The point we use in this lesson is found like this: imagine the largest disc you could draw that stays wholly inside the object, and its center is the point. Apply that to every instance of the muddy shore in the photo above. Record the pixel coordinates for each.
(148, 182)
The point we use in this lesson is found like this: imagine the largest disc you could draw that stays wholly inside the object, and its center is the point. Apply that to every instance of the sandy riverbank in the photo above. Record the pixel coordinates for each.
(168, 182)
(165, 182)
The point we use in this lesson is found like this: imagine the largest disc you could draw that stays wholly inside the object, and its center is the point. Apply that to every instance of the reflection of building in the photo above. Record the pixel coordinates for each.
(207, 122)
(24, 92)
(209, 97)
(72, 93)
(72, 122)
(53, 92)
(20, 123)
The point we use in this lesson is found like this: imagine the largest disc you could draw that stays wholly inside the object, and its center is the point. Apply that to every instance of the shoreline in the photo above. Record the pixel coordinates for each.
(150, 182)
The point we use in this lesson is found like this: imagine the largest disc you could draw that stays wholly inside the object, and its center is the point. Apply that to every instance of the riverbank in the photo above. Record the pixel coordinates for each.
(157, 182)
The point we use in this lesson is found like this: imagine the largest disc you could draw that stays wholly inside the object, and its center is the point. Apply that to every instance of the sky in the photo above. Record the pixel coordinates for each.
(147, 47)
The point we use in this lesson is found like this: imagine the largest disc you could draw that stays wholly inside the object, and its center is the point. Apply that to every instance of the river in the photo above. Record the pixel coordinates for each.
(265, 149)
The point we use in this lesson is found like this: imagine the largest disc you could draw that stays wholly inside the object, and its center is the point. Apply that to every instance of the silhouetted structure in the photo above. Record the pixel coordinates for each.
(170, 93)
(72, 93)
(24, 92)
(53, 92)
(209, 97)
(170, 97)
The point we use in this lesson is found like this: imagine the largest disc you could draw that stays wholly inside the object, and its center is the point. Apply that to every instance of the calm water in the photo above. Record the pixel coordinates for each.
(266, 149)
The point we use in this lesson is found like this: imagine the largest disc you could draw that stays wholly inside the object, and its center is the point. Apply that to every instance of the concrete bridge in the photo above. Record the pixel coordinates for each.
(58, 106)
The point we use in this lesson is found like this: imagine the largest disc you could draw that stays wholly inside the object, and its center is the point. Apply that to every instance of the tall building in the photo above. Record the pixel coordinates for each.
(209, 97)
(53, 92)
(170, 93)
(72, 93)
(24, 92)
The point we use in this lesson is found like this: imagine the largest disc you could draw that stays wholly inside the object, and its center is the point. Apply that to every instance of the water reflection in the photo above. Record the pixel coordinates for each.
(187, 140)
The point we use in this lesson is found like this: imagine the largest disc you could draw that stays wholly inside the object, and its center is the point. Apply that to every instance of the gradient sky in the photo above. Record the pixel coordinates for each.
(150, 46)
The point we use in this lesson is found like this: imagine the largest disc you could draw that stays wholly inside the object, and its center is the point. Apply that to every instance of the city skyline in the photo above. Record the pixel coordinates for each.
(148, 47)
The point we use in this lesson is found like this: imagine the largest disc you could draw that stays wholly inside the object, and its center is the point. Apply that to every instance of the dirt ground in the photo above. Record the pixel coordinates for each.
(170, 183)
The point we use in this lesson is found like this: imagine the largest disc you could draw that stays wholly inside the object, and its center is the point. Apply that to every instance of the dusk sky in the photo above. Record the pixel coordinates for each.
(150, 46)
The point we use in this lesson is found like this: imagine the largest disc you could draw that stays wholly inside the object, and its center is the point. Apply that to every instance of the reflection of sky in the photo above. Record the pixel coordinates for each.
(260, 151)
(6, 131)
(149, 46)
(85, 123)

□ □ □ □ □ □ □

**The task**
Give everything from the line containing "of the water" down to the last of the entries as a numbered list, leaving out any blank lines.

**Solved exercise**
1. The point we use in this lesson is found like this: imagine the largest disc you could draw that stays wholly inside the object, and its center is the point. Apply that to every instance of the water reflection in the photo above. Record the pixel coordinates for each.
2. (187, 140)
3. The point we use in this lesson is found like this: imagine the largest disc you could draw that stays wholly inside the object, and its center is the point. Apply that to every instance of the gradient sky in the photo above. Record the pixel coordinates for each.
4. (150, 46)
5. The point we use in this lesson is found like this: imagine the largest disc you could draw that stays wholly inside the object, and its center is the point. Apply that to every instance of the city skyline in the photo above. Record the pixel coordinates for each.
6. (148, 47)
7. The point we use in this lesson is found like this: imagine the largest disc you could draw that stays wholly inside the object, and its center is the point. Apply that to every instance of the dirt ground in the photo above. Record the pixel coordinates for each.
8. (170, 183)
9. The point we use in this lesson is found like this: imagine the largest disc you could draw that stays wholly inside the object, and its center is the point. Apply that to every instance of the dusk sky in the photo above. Record the pixel coordinates for each.
10. (150, 46)
11. The point we use in this lesson is found like this: imagine the largest disc you could draw that stays wholly inside the object, and its center is the point. Apply that to every instance of the reflection of sky in the photo above. Record the pixel coordinates for each.
12. (260, 151)
13. (6, 131)
14. (149, 46)
15. (85, 123)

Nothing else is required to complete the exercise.